▶ _Vorliegender Text_:
Gelände: Das Gelände befindet sich in leichter Hanglage, was das campen ein wenig verkompliziert, aber ungemein sehenswert gestaltet. Etwas weiter oberhalb befindet sich dann, gut versteckt im Wald, das eigentliche Festivalgelände mit den zwei Hauptbühnen und dem Fuchsbau, wo ab Mitternacht die DJs für die Beschallung sorgten. Als dritte - und eigentliche Hauptbühne - entpuppte sich jedoch die kleine Seebühne, die auf einer kleinen in den Stausee ragenden Landzunge lag und eigentlich bis in den späten Nachmittag hinein Hauptversammlungsort war, auch weil direkt nebenan die Liegewiese für die Badenden war.
Insgesamt war das Gelände sehr liebevoll gestaltet. Während die Seebühne mit einem Holzverschlag individuell verkleidet war (und im Hintergrund einen Blick auf den See erlaubte - eine ganz eigene Variante der 360°-Bühne für die badenden) und der Vorraum auch insgesamt mit viel Liebe zum Detail gestaltet wurde, gab es auf dem Hauptgelände eher normale Bühnen. Großer Pluspunkt war die Verpflegung, die fast vollständig ohne 08/15-Buden auskam. Es gab frisch gemachte Pizzen, Baguettes, Flammkuchen, Wraps, Burger und andere Spezialitäten, Bier aus der Region (Brauerei Schmucker) - also alles sehr cool und soviel Geld musste ich nun auch nicht dort lassen - was aber auch damit zusammenhängt, dass man seine eigene Verpflegung und Getränke mit vor die Seebühne nehmen durfte. Besonderer Pluspunkt: Eine SNES-Station, an der man u.a. Mario Kart spielen konnte! Bei den Sanitären Anlagen wurde teilweise auf vor Ort vorhandene Strukturen zurückgegriffen oder Toilettenwagen angeschafft, weshalb auch kaum Dixi-Klos notwendig waren. Problematisch wurde dies nur, als kurzzeitig mehrere Toilettenwagen morgens nicht funktionierten und es also zum Fluch wurde, dass bei den Männern nur eine Kabine auf fünf Pissoirs kam - hämische Sprüche der Frauen inklusive, bei denen es mit ihren sechs Kabinen dann plötzlich viel zügiger ging als bei den Männern

Aber generell waren die sanitären Anlagen gut (wenn sie denn funktionierten), sauber und auch gut zu erreichen; jedoch nur, wenn das Festivalgelände geöffnet hatte. Auf dem Campingplatz hätten 1-2 zusätzliche Wagen für etwas kürzere Schlangen sorgen können.

(Erfasste Daten)
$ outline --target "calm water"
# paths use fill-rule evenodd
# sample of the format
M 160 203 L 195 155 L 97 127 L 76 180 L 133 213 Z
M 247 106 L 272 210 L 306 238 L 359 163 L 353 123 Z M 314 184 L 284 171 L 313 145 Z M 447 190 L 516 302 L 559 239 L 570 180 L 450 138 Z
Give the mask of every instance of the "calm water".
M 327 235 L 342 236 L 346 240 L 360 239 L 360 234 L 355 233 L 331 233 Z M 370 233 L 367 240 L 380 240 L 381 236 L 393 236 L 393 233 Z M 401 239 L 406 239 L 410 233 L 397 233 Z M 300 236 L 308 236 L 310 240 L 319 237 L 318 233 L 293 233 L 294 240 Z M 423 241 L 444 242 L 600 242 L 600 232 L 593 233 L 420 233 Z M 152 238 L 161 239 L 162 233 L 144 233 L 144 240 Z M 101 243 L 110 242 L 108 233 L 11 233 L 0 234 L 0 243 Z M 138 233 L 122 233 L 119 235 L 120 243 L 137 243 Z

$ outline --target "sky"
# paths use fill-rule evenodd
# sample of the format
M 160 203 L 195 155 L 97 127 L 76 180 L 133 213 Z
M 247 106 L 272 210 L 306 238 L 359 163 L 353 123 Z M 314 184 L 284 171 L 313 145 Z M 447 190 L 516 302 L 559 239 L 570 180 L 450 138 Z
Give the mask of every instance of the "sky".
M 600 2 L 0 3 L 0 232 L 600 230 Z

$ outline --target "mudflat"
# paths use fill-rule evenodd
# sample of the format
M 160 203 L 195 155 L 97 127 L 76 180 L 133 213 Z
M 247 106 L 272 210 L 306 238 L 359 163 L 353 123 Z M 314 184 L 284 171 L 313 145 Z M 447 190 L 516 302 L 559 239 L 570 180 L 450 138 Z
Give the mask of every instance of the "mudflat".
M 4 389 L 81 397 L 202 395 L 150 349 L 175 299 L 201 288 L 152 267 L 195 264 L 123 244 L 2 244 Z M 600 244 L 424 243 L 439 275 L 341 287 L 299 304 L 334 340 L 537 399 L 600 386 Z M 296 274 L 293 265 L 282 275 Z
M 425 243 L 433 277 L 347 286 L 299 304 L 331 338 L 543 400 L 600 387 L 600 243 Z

▶ _Erwartete Leistung_: Von welcher Brauerei stammte laut dem Festivalbericht das Bier aus der Region? Die Datensätze stammen aus einer anderen Quelle.

▶ _Richtige Antwort_: Von der Brauerei Schmucker.